### Exercise instructions
Print every line between the one holding "TARGET: grass" and the one holding "[(173, 139)]", inclusive, reproducing each without change. Leave the pictures out of your answer.

### Task data

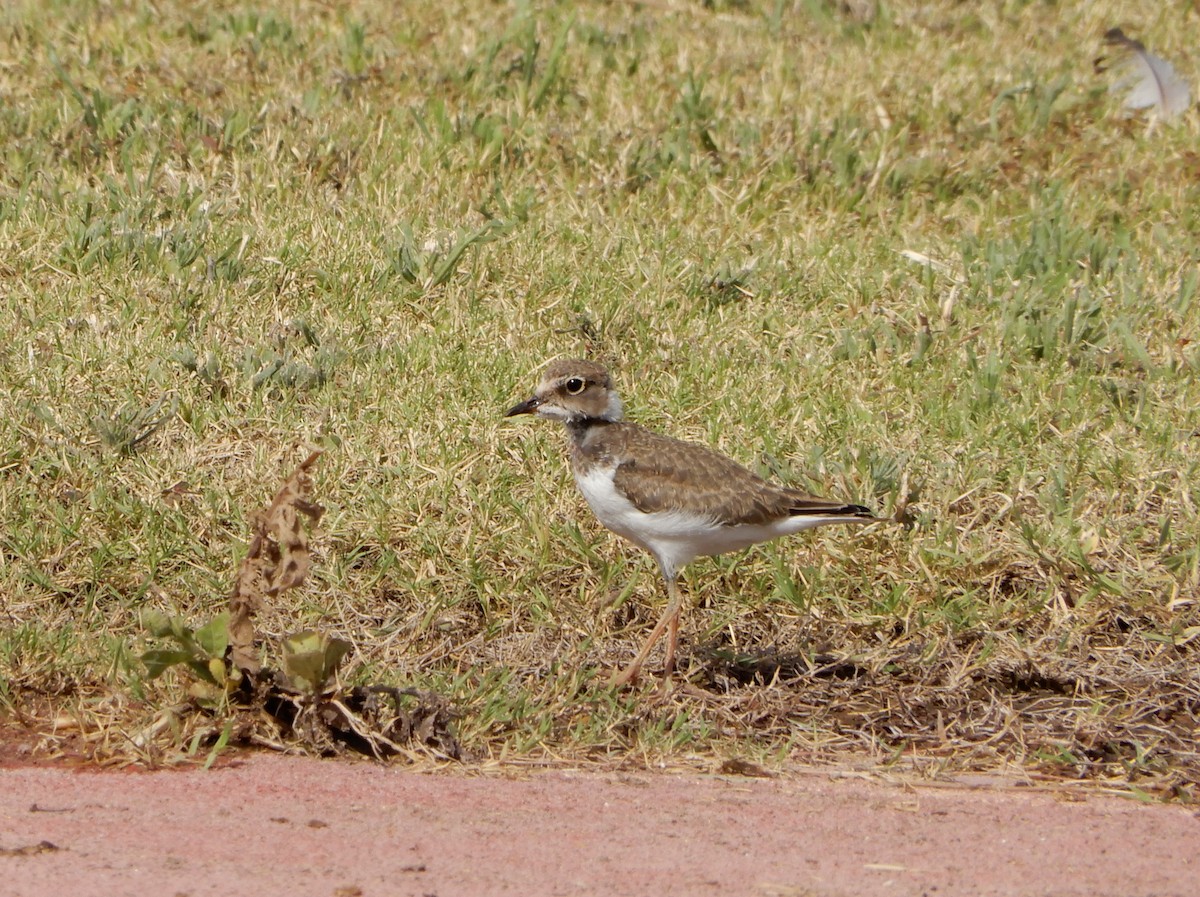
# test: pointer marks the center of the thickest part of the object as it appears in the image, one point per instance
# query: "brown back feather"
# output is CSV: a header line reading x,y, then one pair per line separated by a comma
x,y
672,475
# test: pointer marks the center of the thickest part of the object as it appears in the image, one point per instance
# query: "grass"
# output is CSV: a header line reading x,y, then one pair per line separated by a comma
x,y
916,259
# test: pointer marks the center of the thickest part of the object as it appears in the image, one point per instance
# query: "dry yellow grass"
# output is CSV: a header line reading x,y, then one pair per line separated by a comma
x,y
228,234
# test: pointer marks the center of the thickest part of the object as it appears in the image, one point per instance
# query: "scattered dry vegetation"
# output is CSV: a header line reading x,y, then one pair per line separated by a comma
x,y
909,254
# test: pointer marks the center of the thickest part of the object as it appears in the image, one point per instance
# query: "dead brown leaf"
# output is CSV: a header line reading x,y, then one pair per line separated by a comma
x,y
277,560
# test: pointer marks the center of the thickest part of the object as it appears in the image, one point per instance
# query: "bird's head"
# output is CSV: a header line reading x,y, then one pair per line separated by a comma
x,y
573,391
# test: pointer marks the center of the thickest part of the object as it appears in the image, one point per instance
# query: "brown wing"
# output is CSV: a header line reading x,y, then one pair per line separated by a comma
x,y
672,475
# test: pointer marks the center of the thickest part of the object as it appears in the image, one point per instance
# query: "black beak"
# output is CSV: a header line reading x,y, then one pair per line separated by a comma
x,y
528,407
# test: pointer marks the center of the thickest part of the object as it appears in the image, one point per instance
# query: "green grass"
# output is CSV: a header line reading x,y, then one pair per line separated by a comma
x,y
231,233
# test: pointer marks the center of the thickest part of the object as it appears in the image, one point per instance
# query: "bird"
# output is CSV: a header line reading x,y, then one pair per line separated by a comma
x,y
675,499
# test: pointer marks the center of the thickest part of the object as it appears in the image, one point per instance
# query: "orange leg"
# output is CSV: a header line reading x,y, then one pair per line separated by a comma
x,y
669,622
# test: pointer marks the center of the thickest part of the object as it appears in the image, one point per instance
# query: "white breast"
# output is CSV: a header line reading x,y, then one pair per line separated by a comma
x,y
676,537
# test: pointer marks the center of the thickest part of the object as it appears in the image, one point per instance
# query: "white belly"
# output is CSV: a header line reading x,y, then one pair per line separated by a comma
x,y
676,537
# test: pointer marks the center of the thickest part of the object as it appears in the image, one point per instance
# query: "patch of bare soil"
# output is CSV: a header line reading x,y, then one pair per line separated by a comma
x,y
271,824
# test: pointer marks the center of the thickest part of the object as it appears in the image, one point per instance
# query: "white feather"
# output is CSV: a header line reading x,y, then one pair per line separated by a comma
x,y
1147,80
676,537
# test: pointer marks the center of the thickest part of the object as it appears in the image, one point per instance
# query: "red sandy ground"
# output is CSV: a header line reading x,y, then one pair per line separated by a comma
x,y
275,825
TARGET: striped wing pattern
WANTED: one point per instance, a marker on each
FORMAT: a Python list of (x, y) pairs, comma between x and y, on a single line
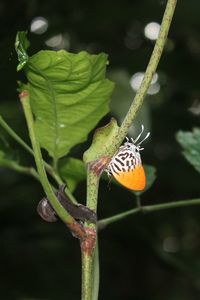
[(126, 167)]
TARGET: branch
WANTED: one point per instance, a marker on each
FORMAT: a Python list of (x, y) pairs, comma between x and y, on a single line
[(146, 209), (48, 167)]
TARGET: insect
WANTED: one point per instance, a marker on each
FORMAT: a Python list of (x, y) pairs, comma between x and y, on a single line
[(126, 165)]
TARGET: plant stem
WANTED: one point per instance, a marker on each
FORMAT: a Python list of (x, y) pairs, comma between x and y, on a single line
[(151, 68), (60, 211), (88, 252), (48, 167), (145, 209), (21, 169)]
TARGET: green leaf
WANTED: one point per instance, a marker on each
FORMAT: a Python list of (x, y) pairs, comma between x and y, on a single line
[(8, 157), (21, 45), (69, 95), (73, 171), (190, 142), (102, 140)]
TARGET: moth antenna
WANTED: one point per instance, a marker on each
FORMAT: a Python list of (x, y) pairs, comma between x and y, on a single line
[(146, 137), (137, 138)]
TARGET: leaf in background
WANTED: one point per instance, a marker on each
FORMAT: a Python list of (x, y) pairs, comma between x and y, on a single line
[(72, 170), (190, 142), (21, 45), (69, 95), (8, 157), (150, 172)]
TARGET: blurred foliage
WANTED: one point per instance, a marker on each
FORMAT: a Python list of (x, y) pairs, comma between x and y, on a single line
[(154, 256)]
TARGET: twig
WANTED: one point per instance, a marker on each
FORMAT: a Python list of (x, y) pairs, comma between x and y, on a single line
[(74, 226), (48, 167)]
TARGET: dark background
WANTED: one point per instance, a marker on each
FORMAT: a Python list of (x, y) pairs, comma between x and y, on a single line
[(154, 256)]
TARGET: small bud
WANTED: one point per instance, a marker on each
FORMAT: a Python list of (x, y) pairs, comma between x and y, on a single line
[(46, 211)]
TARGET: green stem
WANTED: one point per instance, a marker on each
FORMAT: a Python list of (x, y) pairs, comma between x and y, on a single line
[(48, 167), (151, 69), (145, 209), (88, 265), (60, 211)]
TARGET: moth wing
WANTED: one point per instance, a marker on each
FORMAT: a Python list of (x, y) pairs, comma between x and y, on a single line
[(133, 180)]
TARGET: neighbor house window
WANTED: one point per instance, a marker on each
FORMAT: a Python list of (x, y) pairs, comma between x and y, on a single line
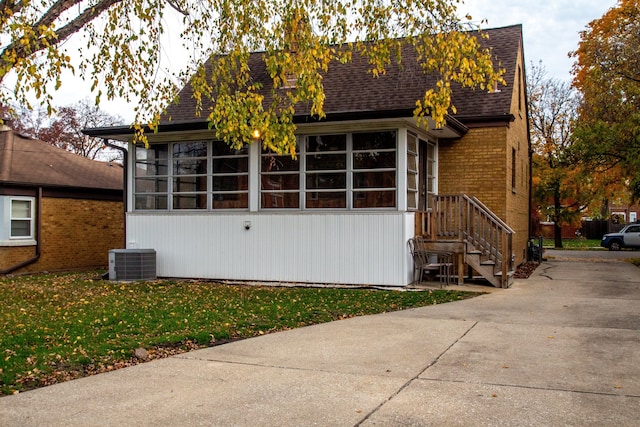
[(21, 219), (332, 171), (194, 175)]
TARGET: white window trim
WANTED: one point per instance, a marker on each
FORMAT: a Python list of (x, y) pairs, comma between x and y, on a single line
[(349, 171), (171, 175), (6, 239)]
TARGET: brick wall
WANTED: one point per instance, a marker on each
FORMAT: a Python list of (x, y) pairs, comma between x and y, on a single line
[(481, 164), (75, 234)]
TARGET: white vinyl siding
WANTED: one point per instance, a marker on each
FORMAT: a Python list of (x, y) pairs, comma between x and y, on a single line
[(312, 247)]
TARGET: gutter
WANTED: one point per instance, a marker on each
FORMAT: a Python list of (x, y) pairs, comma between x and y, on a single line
[(36, 257), (125, 184)]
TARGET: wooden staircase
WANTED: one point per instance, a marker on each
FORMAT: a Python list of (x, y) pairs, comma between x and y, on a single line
[(480, 239)]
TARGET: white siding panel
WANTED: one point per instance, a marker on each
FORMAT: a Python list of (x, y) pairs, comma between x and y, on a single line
[(349, 248)]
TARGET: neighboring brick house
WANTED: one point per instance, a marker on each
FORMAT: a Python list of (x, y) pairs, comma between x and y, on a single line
[(365, 181), (58, 210)]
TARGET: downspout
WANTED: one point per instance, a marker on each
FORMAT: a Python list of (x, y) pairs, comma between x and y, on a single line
[(36, 257), (125, 176)]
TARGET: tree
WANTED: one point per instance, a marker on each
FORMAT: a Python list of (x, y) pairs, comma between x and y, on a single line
[(64, 128), (123, 46), (607, 73), (556, 172)]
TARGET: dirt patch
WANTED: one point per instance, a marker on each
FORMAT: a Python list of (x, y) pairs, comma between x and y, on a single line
[(525, 270)]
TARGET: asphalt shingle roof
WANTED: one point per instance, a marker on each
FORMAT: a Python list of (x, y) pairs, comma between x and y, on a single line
[(350, 89), (28, 161)]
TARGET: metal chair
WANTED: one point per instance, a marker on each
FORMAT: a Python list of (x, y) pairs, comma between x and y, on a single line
[(425, 261)]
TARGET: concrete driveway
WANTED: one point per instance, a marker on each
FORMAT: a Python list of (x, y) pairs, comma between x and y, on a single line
[(559, 348)]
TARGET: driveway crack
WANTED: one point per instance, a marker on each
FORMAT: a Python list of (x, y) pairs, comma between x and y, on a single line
[(416, 377)]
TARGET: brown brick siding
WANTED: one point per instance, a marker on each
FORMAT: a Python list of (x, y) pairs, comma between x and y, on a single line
[(75, 234), (480, 164)]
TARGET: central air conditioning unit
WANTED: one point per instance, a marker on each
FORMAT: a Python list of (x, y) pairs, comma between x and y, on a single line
[(132, 264)]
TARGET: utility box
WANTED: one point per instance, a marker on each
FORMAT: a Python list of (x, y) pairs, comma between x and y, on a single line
[(132, 264)]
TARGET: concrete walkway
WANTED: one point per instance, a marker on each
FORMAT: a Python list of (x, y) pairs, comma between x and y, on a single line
[(559, 348)]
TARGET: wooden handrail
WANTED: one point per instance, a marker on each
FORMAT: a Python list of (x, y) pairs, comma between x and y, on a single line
[(466, 219)]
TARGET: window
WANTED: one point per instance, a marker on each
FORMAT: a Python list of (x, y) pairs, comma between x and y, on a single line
[(279, 181), (326, 171), (189, 167), (230, 177), (195, 175), (374, 170), (151, 184), (21, 219), (341, 171), (412, 171), (513, 170)]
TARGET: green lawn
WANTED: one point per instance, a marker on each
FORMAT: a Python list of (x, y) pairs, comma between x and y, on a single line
[(62, 326)]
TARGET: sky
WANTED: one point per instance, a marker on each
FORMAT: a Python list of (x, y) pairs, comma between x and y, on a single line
[(550, 31), (550, 27)]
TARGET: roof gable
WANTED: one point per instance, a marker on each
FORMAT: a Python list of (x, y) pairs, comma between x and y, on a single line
[(27, 161), (349, 89)]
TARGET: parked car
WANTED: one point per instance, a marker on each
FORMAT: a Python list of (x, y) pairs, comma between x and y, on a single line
[(628, 237)]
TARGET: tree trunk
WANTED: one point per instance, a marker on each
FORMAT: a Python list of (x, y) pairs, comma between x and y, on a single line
[(557, 229)]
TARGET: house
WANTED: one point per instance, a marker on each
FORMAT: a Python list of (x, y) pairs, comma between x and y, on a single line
[(58, 210), (365, 181)]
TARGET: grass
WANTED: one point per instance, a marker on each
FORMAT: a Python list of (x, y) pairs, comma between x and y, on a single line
[(58, 327), (575, 244)]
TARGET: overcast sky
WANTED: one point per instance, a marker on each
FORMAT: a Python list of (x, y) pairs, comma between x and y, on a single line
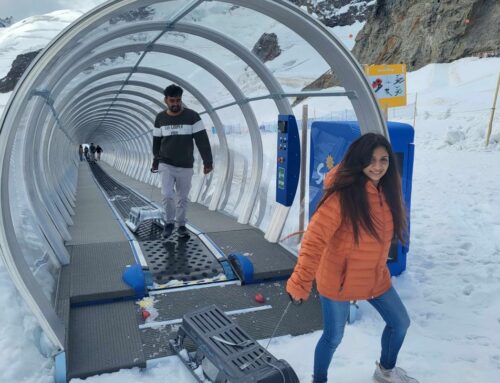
[(21, 9)]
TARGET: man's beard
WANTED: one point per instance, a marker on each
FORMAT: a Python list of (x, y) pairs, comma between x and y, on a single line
[(175, 108)]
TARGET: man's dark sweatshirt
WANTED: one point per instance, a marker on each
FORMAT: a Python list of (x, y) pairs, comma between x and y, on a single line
[(173, 139)]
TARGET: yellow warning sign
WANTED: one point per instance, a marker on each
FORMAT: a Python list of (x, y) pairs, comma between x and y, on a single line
[(389, 84)]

### Task output
TARGET: grass
WANTED: one point per instance, a marker on each
FORMAT: a Python list of (x, y) pairs, comma between x and y, on a single line
[(58, 327), (575, 244)]
TARGET: overcast sky
WANTED: one point per instance, a marker on each
FORMAT: a Python list of (x, y) pairs, comma between x and y, on a single line
[(21, 9)]
TARGET: man's beard
WANTED: one point per instance, a marker on each
FORMAT: a Python list of (x, y) pairs, comma between x and y, on a single line
[(175, 108)]
TARGET: man's dark sweatshirt
WANTED: one point per instance, a marker on each
FORMAT: a Python list of (x, y) pairs, comma between x and y, on a single line
[(173, 139)]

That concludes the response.